* **WHAT THE TASK ASKS**:
Answer these questions about the dated diary text from a day off on a farm:
1. What did the writer make for Henrike instead of an omelette?
2. On what day of the week did the writer walk up the road alone?
3. Which settlement did the writer think they might be seeing when looking toward the North?

* **DOCUMENT SEGMENT**:
2nd June, 2003

I woke up early with a bubbling nervous stomach and silently jogged down the stairs suppressing a giggle in a big hurry to get into the kitchen first. Today was Henrike’s birthday, as well as our day off on the farm, and I wanted to surprise her with an omelette on toast.

I don’t know how to make an omelette. She got a heartfelt open faced scrambled egg sandwich from me instead.

But I had also bought some fine and fancy chocolate, which I now melted with the zest and some juice from an orange which I dipped strawberries, cherries, and bananas into.

Then I left immediately to go find the stone circle everyone told me about. No one knows when or why it was built. If you fall asleep in one, fairies will steal you away. They have energy. They were just for cows to scratch their asses on. They were simply calendars.

I am sure there were more guesses than that, but none of them mattered right now. I was walking up the road and on my own on a bright and quiet Monday. I climbed higher up the mountain* and got a good look at the flat green lands spreading to the South and West until they hid behind the hazed horizon’s curve.

This was one of those warm bright days with a big blue sky and many little clouds riding fast on the winds. Little thick clouds. Serious enough to blot out the sun for a time and cover the land in shadow, but small enough, their chill only lasted a few seconds before they left you under the warming light again.

I stood a while on the curve of this road, most of the way up the mountain, watching the tiny black shadows of the clouds racing across the flatlands- striking in their very smallness, or the appearance of smallness anyway, for I could feel their massive size and weight any time their shadow passed over me.

I stood watching a long while enjoying the chilly heat , what I imagine a hot Summer’s day at the foot of a glacier feels like. I started hearing my adventure song. I identify deeply with the searching beauty of this piece, and the strength of it. I sometimes remember it and hear parts of it again in my memory during times of natural beauty and wide views, as well as times of reflection immediately following hardship or conflict.

But this time, was truly for the beauty of the view and of the day itself. I didn’t feel heroic, not really (maybe like a beginner hero) but I felt the weather and the land wer heroic today.

I looked off towards the North a bit and saw a small settlement- perhaps Baltinglass. It’s hard to get my exact bearings up here. As I looked for other buildings and roads so I could verify whether I was seeing Baltinglass or not, I was struck again by how wholly unnatural this land was. All of the green and lovely miles I could see were totally tamed and boxed in by fences, walls or roads.

* **GIVEN INFORMATION**:
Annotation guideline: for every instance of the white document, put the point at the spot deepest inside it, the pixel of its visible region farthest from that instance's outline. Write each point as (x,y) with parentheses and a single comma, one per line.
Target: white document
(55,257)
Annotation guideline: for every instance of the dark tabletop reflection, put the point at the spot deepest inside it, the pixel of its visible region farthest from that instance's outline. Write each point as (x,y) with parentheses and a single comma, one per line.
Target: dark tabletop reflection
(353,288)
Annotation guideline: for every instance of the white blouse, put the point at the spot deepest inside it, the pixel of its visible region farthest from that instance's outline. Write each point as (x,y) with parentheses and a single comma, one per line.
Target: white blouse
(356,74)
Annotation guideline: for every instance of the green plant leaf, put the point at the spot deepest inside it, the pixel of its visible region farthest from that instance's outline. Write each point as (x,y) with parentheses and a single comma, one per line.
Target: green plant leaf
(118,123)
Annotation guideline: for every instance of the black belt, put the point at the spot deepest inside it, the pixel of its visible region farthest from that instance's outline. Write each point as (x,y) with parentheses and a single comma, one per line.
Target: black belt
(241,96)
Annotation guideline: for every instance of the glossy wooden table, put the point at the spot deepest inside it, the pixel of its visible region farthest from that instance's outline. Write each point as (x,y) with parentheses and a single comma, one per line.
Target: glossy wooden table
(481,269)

* **SOLUTION FOR THIS PROBLEM**:
1. An open-faced scrambled egg sandwich.
2. Monday.
3. Baltinglass.